Arrange the lines below as a numbered list, leaving out any blank lines.

** start **

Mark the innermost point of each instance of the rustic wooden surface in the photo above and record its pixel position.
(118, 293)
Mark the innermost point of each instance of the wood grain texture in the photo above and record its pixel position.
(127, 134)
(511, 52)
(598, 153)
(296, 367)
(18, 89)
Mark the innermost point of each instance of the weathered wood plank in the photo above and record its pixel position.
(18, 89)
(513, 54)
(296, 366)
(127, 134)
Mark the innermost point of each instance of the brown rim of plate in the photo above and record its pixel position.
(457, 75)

** end **

:: Finished task ::
1. Mark the innermost point of each instance of the rustic wooden surface in the photo above and record its pixel position.
2. (118, 293)
3. Mark the innermost point of each instance of the wood grain texture in the photo above and record its pixel position.
4. (127, 134)
5. (511, 52)
6. (598, 153)
7. (296, 367)
8. (18, 89)
9. Mark the innermost point of each instance of the weathered wood plank in the photo above and record its pixel position.
10. (18, 89)
11. (513, 54)
12. (296, 366)
13. (127, 134)
14. Mark the innermost point of each instance of the brown rim of plate in the photo above and record its pixel position.
15. (457, 75)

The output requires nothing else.